**Selection:**
* begin *

Confused about partial derivative to function

[toforfiltum]

Homework Statement

Let $f(x,y) = \|x \| - \|y\| - |x| - |y|$ and consider the surface defined by the graph of $z=f(x,y)$. The partial derivative of $f$ at the origin is:

$f_{x}(0,0) = lim_{h \rightarrow 0} \frac{ f(0 + h, 0) - f(0,0)}{h} = lim_{h \rightarrow 0} \frac {\|h\| -|h|}{h} = lim_{h \rightarrow 0} 0 = 0$

$f_{y}(0,0) = lim_{h \rightarrow 0} \frac{ f(0,0 + h) - f(0,0)}{h} = lim_{ h \rightarrow 0} \frac{ |-| h\| -|h|}{h} = lim_{h \rightarrow 0} 0 = 0$

Homework Equations

The Attempt at a Solution

I do not understand where $lim_{h \rightarrow 0} \frac{\|h\| -|h|}{h}$ come from? Can anyone tell me how this comes about? I'm confused.

And also, where does the negative sign come from in the partial derivative of $y$?

Why is there $\|h\|$ and $|h|$ in the limit equation? What is the difference?

Thanks.

 

[fresh_42]

Homework Statement

Let $f(x,y) = \|x \| - \|y\| - |x| - |y|$ and consider the surface defined by the graph of $z=f(x,y)$. The partial derivative of $f$ at the origin is:

$f_{x}(0,0) = lim_{h \rightarrow 0} \frac{ f(0 + h, 0) - f(0,0)}{h} = lim_{h \rightarrow 0} \frac {\|h\| -|h|}{h} = lim_{h \rightarrow 0} 0 = 0$

$f_{y}(0,0) = lim_{h \rightarrow 0} \frac{ f(0,0 + h) - f(0,0)}{h} = lim_{ h \rightarrow 0} \frac{ |-| h\| -|h|}{h} = lim_{h \rightarrow 0} 0 = 0$

Homework Equations

The Attempt at a Solution

I do not understand where $lim_{h \rightarrow 0} \frac{\|h\| -|h|}{h}$ come from? Can anyone tell me how this comes about? I'm confused.

And also, where does the negative sign come from in the partial derivative of $y$?

What are $f(0+h,y)\, , \,f(0,y)$ and then $f(0+h,0)\, , \,f(0,0)\,$?
The same questions for $f(x,0+h)\, , \,f(x,0)$ and then $f(0,0+h)\, , \,f(0,0)\,$?
It is simply the definition of $f$ plus $\|0\|=|0|=0\,$.

Why is there $\|h\|$ and $|h|$ in the limit equation? What is the difference?

Thanks.

I don't know. You haven't defined either.

* end *

**Requests:**
**A.** Answer these questions from the thread:
(i) What value does the thread give for $f_{x}(0,0)$?
(ii) According to the reply, what do $\|0\|$ and $|0|$ both equal?
(iii) What reason does the reply give for not explaining the difference between $\|h\|$ and $|h|$?
**B.** Rewrite the stretch of the thread from "What are $f(0+h,y)\, , \,f(0,y)$" through "of $f$ plus $\|0\|=|0|=0\,$.", replacing "definition" with "formula".

**Supplied material:**
* begin *

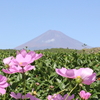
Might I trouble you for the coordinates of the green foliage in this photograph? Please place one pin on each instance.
(44, 79)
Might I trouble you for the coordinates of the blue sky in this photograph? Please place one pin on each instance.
(23, 20)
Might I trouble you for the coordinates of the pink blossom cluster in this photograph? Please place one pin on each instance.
(82, 75)
(21, 63)
(20, 96)
(3, 84)
(59, 97)
(86, 75)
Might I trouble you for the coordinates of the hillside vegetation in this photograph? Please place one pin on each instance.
(46, 81)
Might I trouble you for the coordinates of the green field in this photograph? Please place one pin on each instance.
(46, 81)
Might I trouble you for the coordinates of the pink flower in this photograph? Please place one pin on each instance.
(20, 96)
(59, 97)
(3, 84)
(23, 58)
(86, 74)
(84, 95)
(8, 61)
(18, 69)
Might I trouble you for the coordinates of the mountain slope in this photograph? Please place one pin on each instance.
(52, 39)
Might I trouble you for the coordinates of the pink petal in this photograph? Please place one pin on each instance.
(2, 91)
(69, 73)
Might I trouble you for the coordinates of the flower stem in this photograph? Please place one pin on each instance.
(71, 92)
(24, 82)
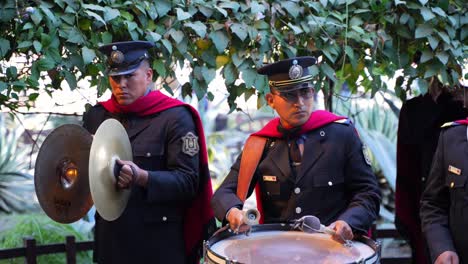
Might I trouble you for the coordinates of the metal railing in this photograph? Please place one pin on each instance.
(31, 250)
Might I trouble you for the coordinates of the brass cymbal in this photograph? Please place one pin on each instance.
(109, 144)
(61, 174)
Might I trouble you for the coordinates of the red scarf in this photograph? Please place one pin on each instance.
(199, 214)
(316, 120)
(462, 122)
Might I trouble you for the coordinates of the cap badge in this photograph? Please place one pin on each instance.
(296, 71)
(117, 57)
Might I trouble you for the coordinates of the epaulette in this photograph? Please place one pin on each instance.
(344, 121)
(450, 124)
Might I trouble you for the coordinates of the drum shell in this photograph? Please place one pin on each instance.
(212, 257)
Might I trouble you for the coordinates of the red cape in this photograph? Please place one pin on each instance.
(316, 120)
(200, 212)
(462, 122)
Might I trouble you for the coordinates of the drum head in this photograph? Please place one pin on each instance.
(277, 246)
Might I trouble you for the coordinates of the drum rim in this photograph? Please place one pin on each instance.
(282, 227)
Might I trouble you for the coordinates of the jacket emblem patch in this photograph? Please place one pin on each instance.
(269, 178)
(367, 155)
(190, 144)
(454, 170)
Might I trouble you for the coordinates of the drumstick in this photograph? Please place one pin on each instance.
(313, 223)
(251, 216)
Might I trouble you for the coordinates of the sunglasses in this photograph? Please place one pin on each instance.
(293, 96)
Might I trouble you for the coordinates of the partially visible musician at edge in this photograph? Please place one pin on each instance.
(313, 162)
(168, 211)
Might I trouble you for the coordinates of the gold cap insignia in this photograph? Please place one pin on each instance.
(296, 71)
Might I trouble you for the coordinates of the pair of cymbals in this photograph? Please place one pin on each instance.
(73, 169)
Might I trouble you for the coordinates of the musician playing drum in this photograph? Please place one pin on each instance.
(312, 162)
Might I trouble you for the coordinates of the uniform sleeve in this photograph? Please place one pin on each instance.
(225, 196)
(435, 204)
(180, 181)
(407, 201)
(361, 187)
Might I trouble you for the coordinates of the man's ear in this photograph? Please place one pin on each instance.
(149, 74)
(270, 100)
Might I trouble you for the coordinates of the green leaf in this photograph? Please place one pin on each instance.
(256, 8)
(182, 15)
(423, 30)
(432, 70)
(24, 44)
(222, 11)
(439, 11)
(177, 35)
(74, 36)
(207, 12)
(94, 7)
(106, 37)
(158, 65)
(444, 37)
(399, 2)
(423, 2)
(220, 40)
(422, 85)
(404, 18)
(95, 16)
(28, 25)
(208, 74)
(71, 80)
(230, 74)
(234, 6)
(110, 14)
(45, 64)
(4, 47)
(297, 30)
(198, 27)
(88, 55)
(240, 30)
(325, 68)
(291, 7)
(249, 76)
(163, 7)
(426, 56)
(37, 46)
(350, 52)
(36, 17)
(427, 14)
(443, 57)
(12, 72)
(3, 86)
(167, 44)
(199, 90)
(49, 14)
(433, 42)
(153, 36)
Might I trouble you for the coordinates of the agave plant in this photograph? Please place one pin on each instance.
(16, 184)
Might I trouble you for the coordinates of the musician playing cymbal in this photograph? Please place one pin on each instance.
(167, 213)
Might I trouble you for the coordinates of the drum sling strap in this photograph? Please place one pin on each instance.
(251, 155)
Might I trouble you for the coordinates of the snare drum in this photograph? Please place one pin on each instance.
(278, 243)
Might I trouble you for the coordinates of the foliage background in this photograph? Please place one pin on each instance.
(357, 42)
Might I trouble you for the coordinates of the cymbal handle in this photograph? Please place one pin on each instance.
(117, 168)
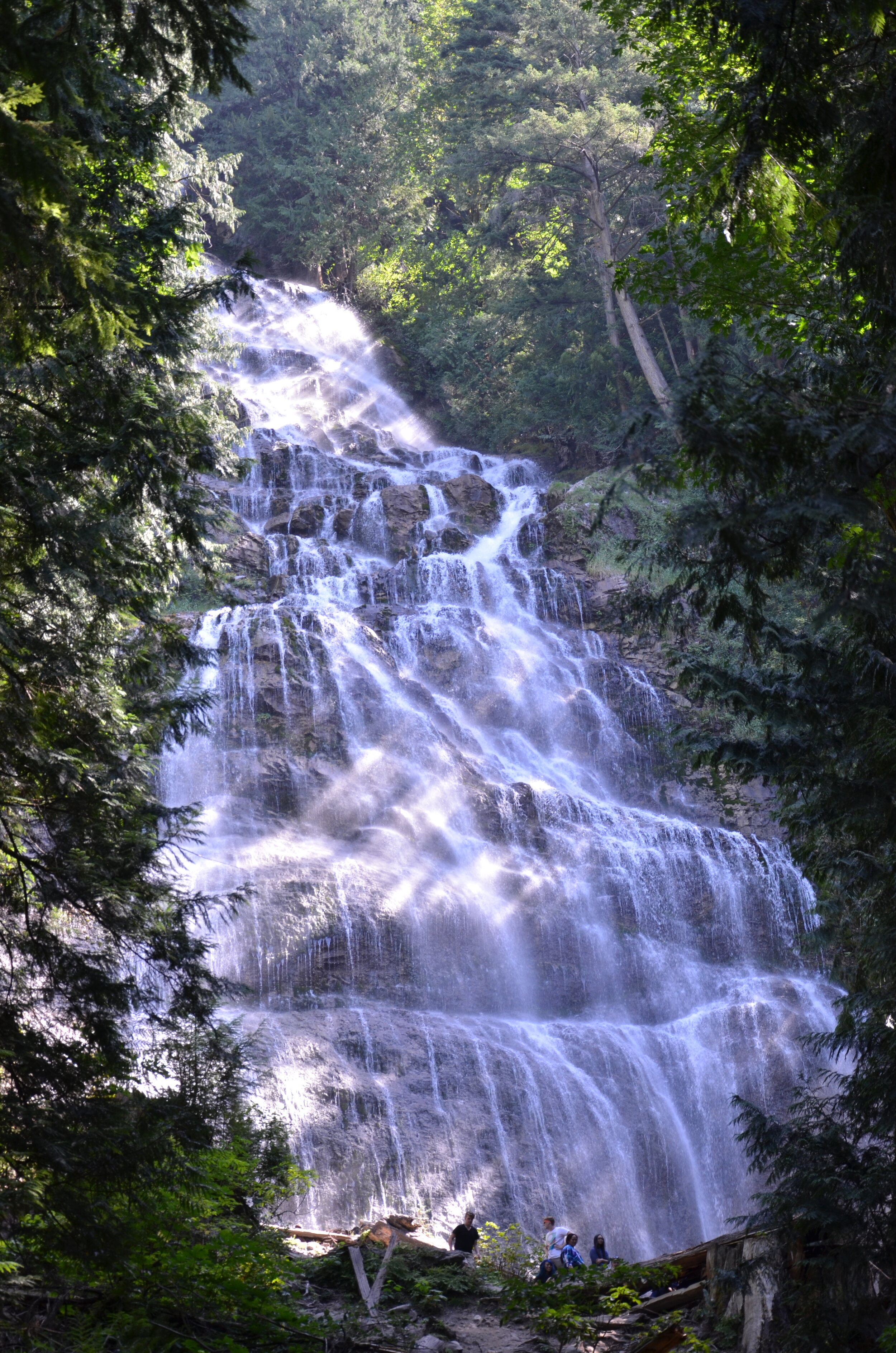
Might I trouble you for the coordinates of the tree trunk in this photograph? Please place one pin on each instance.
(612, 333)
(691, 343)
(604, 244)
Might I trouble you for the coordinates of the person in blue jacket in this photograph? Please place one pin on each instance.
(570, 1257)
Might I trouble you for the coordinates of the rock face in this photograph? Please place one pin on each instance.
(343, 523)
(248, 554)
(405, 506)
(474, 500)
(454, 540)
(305, 521)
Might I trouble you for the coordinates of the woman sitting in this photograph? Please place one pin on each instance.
(570, 1257)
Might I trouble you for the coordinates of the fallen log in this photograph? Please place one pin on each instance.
(668, 1302)
(662, 1341)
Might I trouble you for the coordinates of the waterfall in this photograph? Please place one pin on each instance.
(486, 965)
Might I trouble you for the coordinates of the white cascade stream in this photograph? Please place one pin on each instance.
(488, 968)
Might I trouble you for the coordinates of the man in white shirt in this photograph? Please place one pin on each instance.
(554, 1240)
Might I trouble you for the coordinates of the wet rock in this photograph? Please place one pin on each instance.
(306, 520)
(248, 554)
(366, 447)
(454, 540)
(343, 523)
(405, 508)
(556, 496)
(474, 499)
(530, 536)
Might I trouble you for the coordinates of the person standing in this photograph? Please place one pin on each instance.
(554, 1240)
(465, 1236)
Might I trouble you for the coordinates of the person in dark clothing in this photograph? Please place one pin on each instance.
(465, 1237)
(547, 1269)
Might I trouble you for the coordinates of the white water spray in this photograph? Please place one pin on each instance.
(492, 969)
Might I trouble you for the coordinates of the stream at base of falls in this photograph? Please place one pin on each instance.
(486, 967)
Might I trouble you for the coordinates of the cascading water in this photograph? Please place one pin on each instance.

* end *

**Outputs by task:**
**A.**
(i) 0
(ii) 0
(iii) The asker hasn't defined either one.

**B.**
What are $f(0+h,y)\, , \,f(0,y)$ and then $f(0+h,0)\, , \,f(0,0)\,$?
The same questions for $f(x,0+h)\, , \,f(x,0)$ and then $f(0,0+h)\, , \,f(0,0)\,$?
It is simply the formula of $f$ plus $\|0\|=|0|=0\,$.